◆ **Brief a**
In the newspaper passage on Col. Dodge's promotion, list every military unit it mentions, in order of appearance.

The telegraph has informed us that Col. G. M. Dodge of the 4th Iowa infantry, has been promoted to a Brigadier Generalship. Our citizens will be pleased to hear this, as Col. Dodge has deported himself in a manner that entitles him to this distinction. He has displayed military qualifications that have proven him fully competent to command a brigade.
With every such promotion of our officers additional luster is shed upon our State, which now for the valor of its soldiers ranks as one of the very first in the Union. Indeed for the number of men that have enlisted, in proportion to the comparative sparseness of its population, and for their heroic daring on the field of battle, Iowa, at this stage of the contest stands as the very first in the Union. Commanded by brave accomplished officers, the men have dared to follow wherever led, whether to charge with bayonet, or up to the cannon’s mouth. When commanded to take a battery the response has not been, “We’ll try!” but the ready “We’ll do it!” has ever signified their willingness to shirk no post of danger.

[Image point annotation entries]
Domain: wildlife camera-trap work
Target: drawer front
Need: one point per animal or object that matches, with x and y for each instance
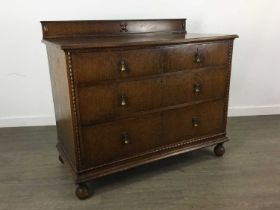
(109, 65)
(104, 102)
(193, 121)
(113, 141)
(199, 55)
(190, 87)
(113, 100)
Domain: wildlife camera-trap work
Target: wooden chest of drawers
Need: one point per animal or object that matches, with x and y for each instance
(132, 92)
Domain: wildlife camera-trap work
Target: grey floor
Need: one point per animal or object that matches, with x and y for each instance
(247, 177)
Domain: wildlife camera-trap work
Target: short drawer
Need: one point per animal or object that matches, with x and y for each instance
(193, 121)
(194, 86)
(109, 142)
(116, 99)
(189, 56)
(115, 64)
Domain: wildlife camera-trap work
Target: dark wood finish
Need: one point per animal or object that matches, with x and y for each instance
(55, 29)
(130, 92)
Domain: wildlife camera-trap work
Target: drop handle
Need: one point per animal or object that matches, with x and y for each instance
(195, 122)
(123, 66)
(198, 56)
(196, 88)
(123, 100)
(125, 138)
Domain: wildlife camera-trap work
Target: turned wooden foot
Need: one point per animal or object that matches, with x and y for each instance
(219, 150)
(60, 159)
(82, 191)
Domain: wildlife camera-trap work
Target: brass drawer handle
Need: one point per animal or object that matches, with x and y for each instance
(123, 100)
(195, 122)
(125, 138)
(198, 56)
(123, 66)
(196, 88)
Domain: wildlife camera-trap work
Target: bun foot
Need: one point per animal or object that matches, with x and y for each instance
(60, 159)
(82, 192)
(219, 150)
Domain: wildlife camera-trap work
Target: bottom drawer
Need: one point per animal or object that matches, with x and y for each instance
(113, 141)
(193, 121)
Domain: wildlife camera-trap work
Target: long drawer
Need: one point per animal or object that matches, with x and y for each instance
(127, 63)
(117, 140)
(112, 100)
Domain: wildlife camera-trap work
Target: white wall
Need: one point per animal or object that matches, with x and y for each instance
(25, 92)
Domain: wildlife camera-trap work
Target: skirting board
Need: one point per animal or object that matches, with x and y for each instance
(39, 120)
(20, 121)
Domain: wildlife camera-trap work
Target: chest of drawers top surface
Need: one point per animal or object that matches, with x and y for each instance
(128, 92)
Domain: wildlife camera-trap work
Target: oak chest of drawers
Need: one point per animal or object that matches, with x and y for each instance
(131, 92)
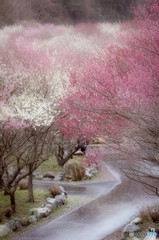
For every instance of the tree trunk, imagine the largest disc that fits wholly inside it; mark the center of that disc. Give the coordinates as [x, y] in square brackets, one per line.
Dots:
[12, 201]
[59, 154]
[30, 188]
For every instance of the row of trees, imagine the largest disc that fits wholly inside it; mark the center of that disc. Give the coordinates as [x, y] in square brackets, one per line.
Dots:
[64, 11]
[116, 94]
[113, 93]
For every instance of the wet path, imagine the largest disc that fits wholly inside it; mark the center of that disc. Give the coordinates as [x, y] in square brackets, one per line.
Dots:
[114, 204]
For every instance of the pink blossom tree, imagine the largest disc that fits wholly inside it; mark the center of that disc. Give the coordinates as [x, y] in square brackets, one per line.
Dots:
[116, 92]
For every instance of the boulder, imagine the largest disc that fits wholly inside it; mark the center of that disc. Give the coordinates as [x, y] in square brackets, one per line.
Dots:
[136, 221]
[130, 228]
[59, 177]
[48, 175]
[25, 221]
[61, 199]
[79, 153]
[52, 202]
[88, 174]
[4, 230]
[63, 190]
[32, 219]
[40, 212]
[15, 224]
[38, 175]
[49, 206]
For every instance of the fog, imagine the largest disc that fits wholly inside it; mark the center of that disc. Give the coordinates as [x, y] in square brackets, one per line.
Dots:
[65, 11]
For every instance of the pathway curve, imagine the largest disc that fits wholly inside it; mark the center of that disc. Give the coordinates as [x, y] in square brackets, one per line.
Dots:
[114, 204]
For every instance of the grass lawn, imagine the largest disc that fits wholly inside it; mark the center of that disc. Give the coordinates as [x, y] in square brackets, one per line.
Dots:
[23, 208]
[50, 165]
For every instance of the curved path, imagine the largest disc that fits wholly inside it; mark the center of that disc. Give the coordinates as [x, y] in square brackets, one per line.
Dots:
[114, 204]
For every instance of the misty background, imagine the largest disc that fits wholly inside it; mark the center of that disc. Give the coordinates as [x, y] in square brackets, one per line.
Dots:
[65, 11]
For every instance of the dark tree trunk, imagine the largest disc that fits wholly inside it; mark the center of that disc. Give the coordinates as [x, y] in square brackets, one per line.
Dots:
[12, 201]
[61, 157]
[30, 188]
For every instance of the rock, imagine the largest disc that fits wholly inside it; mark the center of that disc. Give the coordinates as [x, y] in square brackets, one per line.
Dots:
[32, 219]
[63, 190]
[25, 222]
[59, 177]
[131, 228]
[61, 199]
[137, 220]
[48, 175]
[49, 206]
[88, 174]
[93, 169]
[38, 175]
[4, 230]
[79, 153]
[52, 202]
[40, 212]
[15, 224]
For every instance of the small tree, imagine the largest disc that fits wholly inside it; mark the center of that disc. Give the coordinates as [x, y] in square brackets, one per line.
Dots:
[116, 93]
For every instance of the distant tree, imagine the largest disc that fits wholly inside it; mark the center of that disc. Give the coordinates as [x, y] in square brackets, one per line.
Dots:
[116, 93]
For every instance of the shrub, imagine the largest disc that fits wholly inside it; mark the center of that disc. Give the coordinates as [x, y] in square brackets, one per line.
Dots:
[55, 190]
[7, 212]
[150, 213]
[23, 184]
[75, 169]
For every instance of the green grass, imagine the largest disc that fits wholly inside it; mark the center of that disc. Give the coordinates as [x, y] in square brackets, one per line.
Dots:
[22, 206]
[50, 165]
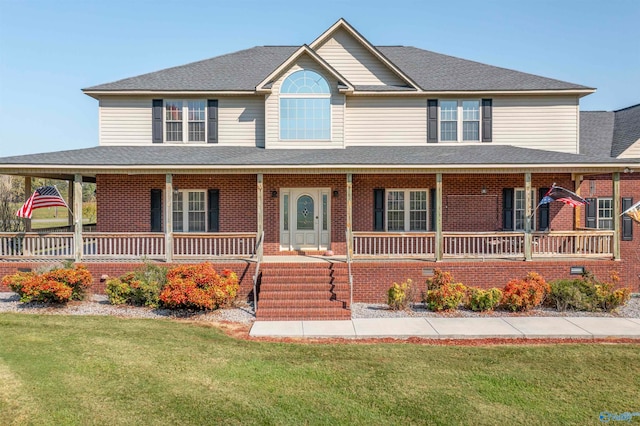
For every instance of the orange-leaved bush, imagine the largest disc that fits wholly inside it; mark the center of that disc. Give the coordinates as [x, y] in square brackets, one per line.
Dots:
[56, 286]
[199, 287]
[525, 294]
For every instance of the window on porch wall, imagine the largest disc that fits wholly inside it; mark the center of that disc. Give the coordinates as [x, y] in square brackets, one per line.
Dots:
[403, 216]
[189, 211]
[519, 211]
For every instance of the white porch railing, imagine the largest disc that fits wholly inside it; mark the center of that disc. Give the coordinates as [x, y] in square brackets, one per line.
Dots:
[19, 245]
[105, 245]
[483, 244]
[232, 244]
[393, 244]
[573, 243]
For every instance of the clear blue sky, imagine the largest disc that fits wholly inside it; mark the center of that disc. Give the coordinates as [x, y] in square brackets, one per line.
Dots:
[51, 49]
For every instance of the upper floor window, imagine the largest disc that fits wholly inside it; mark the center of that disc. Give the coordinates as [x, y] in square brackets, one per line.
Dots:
[305, 107]
[185, 120]
[459, 120]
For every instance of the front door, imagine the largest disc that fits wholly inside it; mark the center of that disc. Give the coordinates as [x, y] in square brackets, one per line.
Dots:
[304, 223]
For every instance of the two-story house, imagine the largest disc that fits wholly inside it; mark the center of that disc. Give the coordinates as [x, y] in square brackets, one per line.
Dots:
[387, 161]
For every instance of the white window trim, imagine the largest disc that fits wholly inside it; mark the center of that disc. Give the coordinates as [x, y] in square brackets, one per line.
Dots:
[407, 209]
[460, 121]
[304, 96]
[598, 212]
[185, 121]
[185, 209]
[534, 210]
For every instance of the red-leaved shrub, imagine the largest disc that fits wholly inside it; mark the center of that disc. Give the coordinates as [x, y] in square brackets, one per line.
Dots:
[57, 286]
[525, 294]
[199, 287]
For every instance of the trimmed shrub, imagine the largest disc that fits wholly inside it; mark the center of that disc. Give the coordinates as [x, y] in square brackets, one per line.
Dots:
[199, 287]
[447, 297]
[483, 300]
[587, 293]
[140, 288]
[56, 286]
[525, 294]
[399, 296]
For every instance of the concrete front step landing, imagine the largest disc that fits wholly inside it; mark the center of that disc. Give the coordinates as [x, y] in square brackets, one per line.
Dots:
[310, 291]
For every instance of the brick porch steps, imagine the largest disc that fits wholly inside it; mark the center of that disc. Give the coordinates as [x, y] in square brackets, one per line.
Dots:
[303, 291]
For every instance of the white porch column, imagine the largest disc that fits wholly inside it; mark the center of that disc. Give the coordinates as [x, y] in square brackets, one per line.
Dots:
[27, 193]
[528, 207]
[616, 215]
[260, 199]
[77, 216]
[350, 214]
[168, 218]
[439, 237]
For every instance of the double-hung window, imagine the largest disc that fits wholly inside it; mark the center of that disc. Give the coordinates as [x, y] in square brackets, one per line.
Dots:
[605, 213]
[459, 120]
[185, 120]
[519, 210]
[406, 210]
[189, 211]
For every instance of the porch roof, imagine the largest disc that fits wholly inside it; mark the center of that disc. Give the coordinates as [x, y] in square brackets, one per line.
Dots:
[221, 157]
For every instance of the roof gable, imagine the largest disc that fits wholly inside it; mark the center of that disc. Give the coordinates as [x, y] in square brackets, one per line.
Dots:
[303, 50]
[357, 59]
[626, 133]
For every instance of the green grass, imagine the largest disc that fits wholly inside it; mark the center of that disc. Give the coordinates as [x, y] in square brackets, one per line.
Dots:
[104, 370]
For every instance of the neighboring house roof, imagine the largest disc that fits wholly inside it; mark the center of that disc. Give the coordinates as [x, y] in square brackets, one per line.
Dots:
[627, 129]
[229, 156]
[244, 70]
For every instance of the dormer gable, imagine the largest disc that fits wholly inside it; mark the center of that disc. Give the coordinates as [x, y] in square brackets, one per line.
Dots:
[354, 57]
[266, 85]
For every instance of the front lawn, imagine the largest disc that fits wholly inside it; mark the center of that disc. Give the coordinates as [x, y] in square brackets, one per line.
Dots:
[105, 370]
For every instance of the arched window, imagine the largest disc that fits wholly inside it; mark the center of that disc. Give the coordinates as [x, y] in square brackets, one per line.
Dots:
[305, 107]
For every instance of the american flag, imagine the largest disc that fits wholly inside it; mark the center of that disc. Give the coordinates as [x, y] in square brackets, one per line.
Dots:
[557, 193]
[45, 196]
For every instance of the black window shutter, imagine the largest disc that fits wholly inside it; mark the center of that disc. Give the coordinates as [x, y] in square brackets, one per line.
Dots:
[378, 209]
[214, 210]
[432, 120]
[156, 210]
[432, 209]
[543, 211]
[156, 129]
[212, 121]
[487, 119]
[507, 209]
[591, 211]
[627, 222]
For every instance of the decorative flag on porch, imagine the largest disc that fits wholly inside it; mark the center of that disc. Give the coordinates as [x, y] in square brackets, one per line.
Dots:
[45, 196]
[557, 193]
[633, 212]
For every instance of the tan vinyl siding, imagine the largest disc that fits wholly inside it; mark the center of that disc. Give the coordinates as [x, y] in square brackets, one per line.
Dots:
[386, 121]
[128, 121]
[241, 121]
[632, 152]
[125, 121]
[549, 123]
[272, 110]
[355, 62]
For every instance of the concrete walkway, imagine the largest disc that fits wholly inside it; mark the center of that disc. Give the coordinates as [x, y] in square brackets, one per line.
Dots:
[455, 328]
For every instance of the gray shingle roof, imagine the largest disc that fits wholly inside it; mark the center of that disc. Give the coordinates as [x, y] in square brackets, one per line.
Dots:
[596, 132]
[184, 156]
[244, 69]
[626, 130]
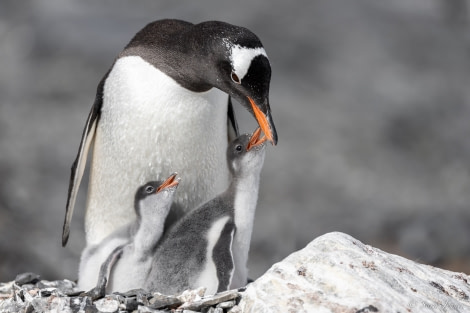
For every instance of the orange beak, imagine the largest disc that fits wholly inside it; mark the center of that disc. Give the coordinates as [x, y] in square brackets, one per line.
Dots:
[262, 121]
[255, 139]
[169, 182]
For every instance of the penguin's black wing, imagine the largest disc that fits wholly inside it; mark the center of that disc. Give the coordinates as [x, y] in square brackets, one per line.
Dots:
[223, 256]
[78, 166]
[232, 125]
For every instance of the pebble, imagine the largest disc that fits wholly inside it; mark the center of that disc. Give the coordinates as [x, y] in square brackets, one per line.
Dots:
[107, 305]
[29, 294]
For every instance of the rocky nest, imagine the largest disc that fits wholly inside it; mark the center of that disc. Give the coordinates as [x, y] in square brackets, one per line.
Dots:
[27, 293]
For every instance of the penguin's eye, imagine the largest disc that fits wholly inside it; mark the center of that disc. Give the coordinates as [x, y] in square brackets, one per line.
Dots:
[235, 78]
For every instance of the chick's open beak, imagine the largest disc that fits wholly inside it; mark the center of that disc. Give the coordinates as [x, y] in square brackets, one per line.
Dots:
[171, 181]
[256, 139]
[265, 122]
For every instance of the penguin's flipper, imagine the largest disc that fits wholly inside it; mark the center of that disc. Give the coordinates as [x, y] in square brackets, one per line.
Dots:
[105, 270]
[223, 257]
[78, 167]
[232, 125]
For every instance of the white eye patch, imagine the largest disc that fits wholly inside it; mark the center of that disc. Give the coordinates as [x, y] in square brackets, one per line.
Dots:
[241, 58]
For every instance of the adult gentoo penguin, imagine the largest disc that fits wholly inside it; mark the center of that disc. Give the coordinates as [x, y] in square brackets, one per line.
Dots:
[155, 102]
[209, 246]
[131, 243]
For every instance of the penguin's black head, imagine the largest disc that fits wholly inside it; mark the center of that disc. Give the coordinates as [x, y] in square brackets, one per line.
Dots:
[245, 155]
[238, 65]
[211, 54]
[156, 194]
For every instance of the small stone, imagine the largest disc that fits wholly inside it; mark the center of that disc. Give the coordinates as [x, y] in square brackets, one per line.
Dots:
[144, 309]
[107, 305]
[235, 309]
[208, 310]
[211, 300]
[26, 278]
[226, 304]
[159, 301]
[192, 295]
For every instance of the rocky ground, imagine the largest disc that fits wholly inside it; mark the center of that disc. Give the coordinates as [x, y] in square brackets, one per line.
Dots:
[334, 273]
[370, 99]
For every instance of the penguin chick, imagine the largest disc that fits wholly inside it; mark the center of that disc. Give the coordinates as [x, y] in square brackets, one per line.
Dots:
[209, 246]
[129, 246]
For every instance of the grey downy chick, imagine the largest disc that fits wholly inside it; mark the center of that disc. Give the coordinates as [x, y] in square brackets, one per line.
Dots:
[209, 246]
[122, 260]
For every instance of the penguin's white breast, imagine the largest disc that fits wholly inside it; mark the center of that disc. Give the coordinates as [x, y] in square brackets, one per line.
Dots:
[149, 127]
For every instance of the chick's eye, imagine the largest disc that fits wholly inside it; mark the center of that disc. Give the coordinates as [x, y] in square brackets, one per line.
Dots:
[235, 78]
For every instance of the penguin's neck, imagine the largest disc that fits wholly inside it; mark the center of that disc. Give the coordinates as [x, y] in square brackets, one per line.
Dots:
[246, 196]
[150, 224]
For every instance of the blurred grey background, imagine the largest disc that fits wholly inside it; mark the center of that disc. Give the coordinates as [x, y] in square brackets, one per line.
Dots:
[371, 100]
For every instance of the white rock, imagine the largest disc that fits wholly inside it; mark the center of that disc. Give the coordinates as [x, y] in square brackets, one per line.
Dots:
[337, 273]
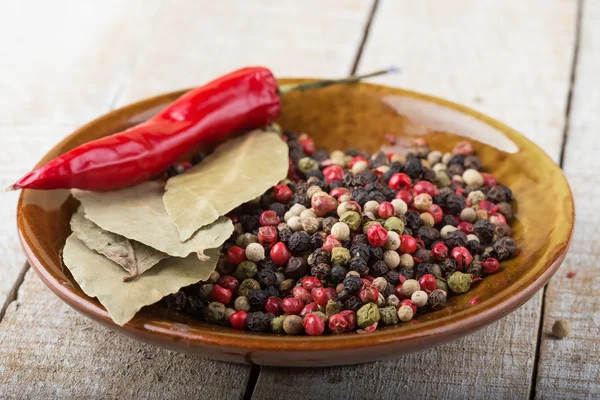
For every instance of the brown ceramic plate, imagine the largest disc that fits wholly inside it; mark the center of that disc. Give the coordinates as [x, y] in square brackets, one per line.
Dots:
[340, 117]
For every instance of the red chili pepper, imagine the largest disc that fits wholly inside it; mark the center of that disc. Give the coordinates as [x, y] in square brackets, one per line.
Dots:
[244, 99]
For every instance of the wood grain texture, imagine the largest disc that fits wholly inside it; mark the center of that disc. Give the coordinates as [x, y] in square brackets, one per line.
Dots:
[570, 368]
[482, 54]
[49, 351]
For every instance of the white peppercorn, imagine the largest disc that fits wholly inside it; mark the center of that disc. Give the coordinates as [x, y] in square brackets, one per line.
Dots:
[392, 242]
[446, 230]
[391, 259]
[295, 224]
[255, 252]
[472, 177]
[419, 298]
[409, 287]
[340, 231]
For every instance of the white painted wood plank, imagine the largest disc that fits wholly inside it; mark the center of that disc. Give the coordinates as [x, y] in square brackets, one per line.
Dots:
[570, 368]
[513, 64]
[49, 351]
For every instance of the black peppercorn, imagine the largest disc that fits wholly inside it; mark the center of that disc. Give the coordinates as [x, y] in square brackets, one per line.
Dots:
[413, 167]
[257, 298]
[456, 239]
[321, 271]
[353, 284]
[338, 273]
[259, 321]
[428, 235]
[272, 291]
[360, 239]
[299, 242]
[484, 230]
[354, 303]
[455, 203]
[378, 268]
[296, 267]
[505, 247]
[319, 256]
[413, 220]
[266, 277]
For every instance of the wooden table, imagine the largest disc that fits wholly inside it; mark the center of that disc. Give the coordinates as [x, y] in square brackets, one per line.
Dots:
[534, 65]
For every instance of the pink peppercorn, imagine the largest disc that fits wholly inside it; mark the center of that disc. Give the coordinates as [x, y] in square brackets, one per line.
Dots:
[490, 265]
[322, 295]
[440, 251]
[410, 303]
[465, 227]
[333, 173]
[236, 255]
[280, 254]
[337, 323]
[386, 210]
[269, 218]
[314, 325]
[302, 294]
[428, 283]
[377, 235]
[462, 256]
[267, 235]
[282, 193]
[238, 320]
[221, 294]
[310, 307]
[274, 305]
[368, 294]
[310, 282]
[292, 305]
[228, 282]
[330, 243]
[350, 317]
[400, 181]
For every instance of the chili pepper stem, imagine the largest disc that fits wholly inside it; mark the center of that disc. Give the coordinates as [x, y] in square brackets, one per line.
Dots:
[328, 82]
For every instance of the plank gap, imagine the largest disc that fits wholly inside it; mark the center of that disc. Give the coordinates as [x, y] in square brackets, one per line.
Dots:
[14, 291]
[561, 160]
[361, 46]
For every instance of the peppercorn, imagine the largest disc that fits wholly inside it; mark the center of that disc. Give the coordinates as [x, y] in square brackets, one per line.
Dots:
[561, 328]
[456, 239]
[259, 321]
[437, 299]
[353, 284]
[505, 247]
[459, 282]
[484, 231]
[214, 312]
[247, 286]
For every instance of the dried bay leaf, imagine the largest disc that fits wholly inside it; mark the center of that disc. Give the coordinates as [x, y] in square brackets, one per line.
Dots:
[136, 258]
[138, 213]
[101, 278]
[238, 171]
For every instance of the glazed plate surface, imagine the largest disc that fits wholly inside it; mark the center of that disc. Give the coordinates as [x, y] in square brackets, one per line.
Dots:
[341, 117]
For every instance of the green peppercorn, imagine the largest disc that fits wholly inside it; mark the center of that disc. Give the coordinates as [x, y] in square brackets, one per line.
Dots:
[352, 219]
[277, 324]
[367, 315]
[246, 269]
[214, 312]
[247, 286]
[340, 256]
[333, 307]
[394, 224]
[459, 282]
[389, 316]
[292, 324]
[307, 164]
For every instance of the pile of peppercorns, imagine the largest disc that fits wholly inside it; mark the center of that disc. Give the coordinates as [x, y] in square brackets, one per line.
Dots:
[353, 240]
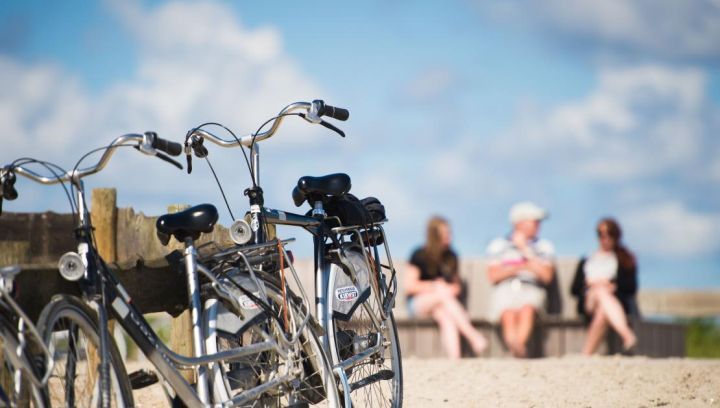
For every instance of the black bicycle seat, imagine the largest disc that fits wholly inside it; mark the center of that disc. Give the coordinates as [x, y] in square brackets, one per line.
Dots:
[333, 185]
[189, 223]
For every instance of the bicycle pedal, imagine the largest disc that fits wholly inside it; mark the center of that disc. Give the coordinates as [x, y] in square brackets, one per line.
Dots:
[142, 378]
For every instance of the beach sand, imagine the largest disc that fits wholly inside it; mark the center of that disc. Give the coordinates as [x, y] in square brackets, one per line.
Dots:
[572, 381]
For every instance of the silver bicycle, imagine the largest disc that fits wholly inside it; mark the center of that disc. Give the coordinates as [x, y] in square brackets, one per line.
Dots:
[355, 280]
[272, 355]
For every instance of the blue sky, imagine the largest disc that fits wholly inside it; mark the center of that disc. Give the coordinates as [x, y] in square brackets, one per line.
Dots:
[461, 108]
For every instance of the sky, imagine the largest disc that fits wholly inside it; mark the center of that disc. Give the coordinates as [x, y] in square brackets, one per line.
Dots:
[459, 108]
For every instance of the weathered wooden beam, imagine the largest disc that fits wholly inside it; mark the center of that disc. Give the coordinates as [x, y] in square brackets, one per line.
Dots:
[103, 216]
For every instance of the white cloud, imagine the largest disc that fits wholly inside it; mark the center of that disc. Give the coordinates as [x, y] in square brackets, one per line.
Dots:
[670, 229]
[638, 122]
[430, 84]
[665, 28]
[196, 63]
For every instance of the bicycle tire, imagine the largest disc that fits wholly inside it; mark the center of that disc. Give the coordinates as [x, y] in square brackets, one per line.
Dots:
[311, 387]
[71, 331]
[28, 395]
[377, 381]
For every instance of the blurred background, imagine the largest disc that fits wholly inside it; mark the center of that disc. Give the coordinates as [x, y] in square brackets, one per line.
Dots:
[459, 108]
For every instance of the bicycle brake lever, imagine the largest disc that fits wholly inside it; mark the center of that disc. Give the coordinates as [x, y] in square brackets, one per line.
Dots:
[188, 156]
[332, 127]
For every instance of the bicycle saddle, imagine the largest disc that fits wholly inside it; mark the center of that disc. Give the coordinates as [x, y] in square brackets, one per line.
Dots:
[186, 224]
[334, 185]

◆ **Brief b**
Locate each line in the records containing the string "drawers" and copy all such lines in full. Case counts.

◆ **Expected output a**
1. 4th Iowa infantry
2. brigade
3. battery

◆ **Expected output b**
Target: wooden chest of drawers
Target: chest of drawers top surface
Target: oak chest of drawers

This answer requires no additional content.